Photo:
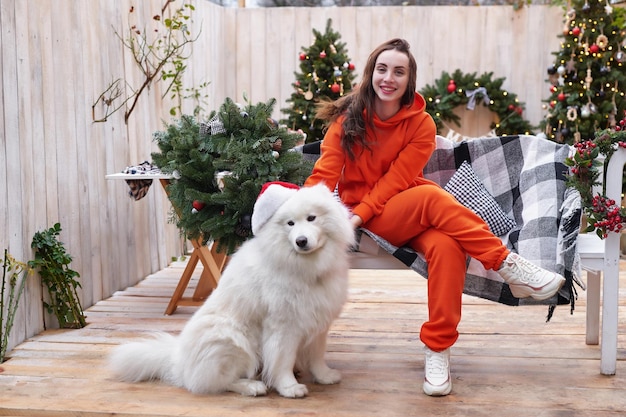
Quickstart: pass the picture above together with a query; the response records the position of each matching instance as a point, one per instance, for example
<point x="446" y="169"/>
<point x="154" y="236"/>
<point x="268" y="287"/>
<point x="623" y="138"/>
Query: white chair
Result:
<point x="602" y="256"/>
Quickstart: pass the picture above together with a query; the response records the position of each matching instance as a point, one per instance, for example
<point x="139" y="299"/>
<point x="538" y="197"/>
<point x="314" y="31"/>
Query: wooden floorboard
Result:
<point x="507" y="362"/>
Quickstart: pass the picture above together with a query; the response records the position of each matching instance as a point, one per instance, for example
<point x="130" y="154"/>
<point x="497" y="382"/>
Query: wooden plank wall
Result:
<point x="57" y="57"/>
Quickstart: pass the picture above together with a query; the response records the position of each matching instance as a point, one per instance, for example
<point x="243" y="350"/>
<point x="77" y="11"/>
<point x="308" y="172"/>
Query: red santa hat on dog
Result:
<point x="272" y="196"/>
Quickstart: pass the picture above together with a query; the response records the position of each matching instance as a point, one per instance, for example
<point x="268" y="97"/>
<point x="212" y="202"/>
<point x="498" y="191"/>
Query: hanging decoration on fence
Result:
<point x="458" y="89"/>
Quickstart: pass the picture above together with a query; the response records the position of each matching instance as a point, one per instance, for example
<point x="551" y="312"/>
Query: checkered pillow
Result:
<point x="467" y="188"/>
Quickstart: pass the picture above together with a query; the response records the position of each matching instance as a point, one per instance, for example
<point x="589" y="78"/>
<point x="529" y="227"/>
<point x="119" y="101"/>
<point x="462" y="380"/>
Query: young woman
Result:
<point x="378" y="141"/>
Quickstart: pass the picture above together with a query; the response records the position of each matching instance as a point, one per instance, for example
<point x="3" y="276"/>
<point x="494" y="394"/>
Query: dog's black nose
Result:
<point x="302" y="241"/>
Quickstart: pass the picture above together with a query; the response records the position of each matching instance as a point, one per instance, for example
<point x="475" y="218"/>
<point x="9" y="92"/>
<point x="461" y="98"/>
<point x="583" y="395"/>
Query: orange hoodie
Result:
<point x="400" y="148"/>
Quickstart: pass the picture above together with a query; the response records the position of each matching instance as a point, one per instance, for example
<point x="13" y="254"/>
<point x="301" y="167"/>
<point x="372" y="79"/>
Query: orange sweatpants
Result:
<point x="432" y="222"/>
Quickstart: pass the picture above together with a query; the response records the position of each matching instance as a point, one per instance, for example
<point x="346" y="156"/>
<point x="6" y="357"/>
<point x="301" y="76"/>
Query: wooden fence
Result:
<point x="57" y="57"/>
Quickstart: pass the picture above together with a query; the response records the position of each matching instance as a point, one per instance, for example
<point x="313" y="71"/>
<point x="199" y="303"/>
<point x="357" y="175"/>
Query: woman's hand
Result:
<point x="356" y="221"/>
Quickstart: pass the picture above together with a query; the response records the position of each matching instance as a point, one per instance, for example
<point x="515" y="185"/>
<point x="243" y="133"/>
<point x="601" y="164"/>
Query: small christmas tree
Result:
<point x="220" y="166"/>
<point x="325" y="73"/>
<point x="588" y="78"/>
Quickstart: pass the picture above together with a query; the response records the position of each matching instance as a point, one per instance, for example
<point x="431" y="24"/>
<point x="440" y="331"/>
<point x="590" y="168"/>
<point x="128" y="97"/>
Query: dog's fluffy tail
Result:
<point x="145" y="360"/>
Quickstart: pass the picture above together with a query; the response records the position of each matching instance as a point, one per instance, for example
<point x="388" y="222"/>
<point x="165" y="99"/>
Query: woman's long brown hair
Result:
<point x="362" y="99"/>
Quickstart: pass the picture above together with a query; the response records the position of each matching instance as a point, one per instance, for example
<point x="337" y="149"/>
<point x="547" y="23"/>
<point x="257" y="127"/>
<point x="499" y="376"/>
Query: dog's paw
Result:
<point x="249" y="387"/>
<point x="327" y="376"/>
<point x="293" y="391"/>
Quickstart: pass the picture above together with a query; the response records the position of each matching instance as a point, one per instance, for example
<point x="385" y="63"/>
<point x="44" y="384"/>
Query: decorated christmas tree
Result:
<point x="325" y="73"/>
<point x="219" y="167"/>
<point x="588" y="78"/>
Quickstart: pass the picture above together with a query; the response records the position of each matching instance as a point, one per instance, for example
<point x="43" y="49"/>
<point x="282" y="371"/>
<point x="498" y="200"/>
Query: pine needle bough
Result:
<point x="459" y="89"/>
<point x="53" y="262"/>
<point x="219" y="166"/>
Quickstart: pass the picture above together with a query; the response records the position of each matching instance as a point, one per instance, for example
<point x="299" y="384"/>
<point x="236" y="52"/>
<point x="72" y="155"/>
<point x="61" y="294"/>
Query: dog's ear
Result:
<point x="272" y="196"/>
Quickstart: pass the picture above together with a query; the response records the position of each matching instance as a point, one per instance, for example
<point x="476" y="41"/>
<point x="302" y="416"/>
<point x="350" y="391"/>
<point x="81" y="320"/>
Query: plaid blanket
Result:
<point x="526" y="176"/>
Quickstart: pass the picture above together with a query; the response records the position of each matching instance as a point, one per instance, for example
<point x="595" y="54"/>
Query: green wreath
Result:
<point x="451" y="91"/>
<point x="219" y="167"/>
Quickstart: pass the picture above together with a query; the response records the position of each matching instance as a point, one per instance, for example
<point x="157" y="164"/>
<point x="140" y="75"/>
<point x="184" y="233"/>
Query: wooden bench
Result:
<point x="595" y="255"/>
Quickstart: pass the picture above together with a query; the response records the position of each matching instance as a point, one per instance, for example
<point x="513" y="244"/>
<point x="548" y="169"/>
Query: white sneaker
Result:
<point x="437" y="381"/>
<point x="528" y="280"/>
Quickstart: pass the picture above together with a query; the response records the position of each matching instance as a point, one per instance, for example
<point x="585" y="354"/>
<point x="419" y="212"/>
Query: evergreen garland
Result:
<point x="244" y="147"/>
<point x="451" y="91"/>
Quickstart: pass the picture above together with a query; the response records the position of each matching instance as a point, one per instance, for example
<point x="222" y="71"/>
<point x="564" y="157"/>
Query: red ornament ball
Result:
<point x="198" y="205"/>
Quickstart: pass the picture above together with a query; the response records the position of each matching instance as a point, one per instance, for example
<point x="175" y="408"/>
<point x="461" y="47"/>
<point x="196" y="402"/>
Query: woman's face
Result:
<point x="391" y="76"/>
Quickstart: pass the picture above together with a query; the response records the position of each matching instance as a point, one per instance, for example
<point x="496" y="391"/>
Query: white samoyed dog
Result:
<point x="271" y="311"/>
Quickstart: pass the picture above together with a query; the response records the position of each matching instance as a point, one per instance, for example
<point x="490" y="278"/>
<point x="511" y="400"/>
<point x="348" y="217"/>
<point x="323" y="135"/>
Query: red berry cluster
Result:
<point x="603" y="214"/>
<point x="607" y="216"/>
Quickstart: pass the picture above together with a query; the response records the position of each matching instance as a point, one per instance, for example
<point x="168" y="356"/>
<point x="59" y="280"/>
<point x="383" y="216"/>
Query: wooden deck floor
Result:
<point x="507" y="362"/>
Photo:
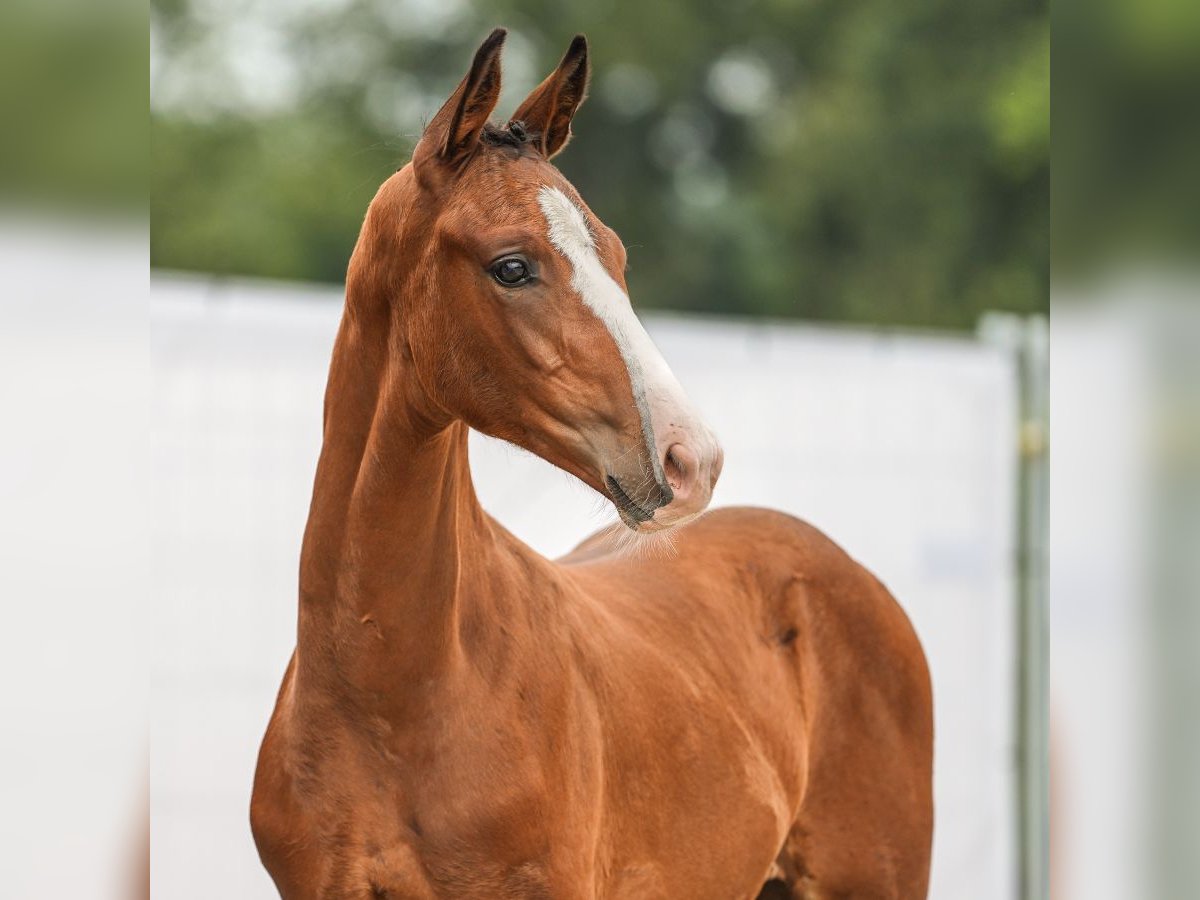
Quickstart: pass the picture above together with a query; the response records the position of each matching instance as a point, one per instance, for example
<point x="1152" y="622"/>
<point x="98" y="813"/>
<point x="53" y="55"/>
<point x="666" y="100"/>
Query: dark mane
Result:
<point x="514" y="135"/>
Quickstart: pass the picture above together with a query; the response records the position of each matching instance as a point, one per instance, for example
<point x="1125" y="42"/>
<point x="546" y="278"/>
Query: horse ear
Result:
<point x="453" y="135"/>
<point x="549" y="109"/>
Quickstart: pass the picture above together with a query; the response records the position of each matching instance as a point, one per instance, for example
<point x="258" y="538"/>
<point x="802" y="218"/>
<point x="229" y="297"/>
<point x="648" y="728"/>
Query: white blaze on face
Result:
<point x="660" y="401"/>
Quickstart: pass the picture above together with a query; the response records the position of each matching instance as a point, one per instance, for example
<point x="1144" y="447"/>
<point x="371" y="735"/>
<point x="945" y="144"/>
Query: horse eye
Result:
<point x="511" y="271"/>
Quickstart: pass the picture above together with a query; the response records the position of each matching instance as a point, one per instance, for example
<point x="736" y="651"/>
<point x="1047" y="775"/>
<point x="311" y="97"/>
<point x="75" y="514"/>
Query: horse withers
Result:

:::::

REQUIREMENT: Pick out every line of the items that contains the word "white", matching case exactly, and copy each one in full.

COMPLETE OUTPUT:
Query: white chair
Query: white sneaker
Query: white samoyed dog
Query: white blaze on face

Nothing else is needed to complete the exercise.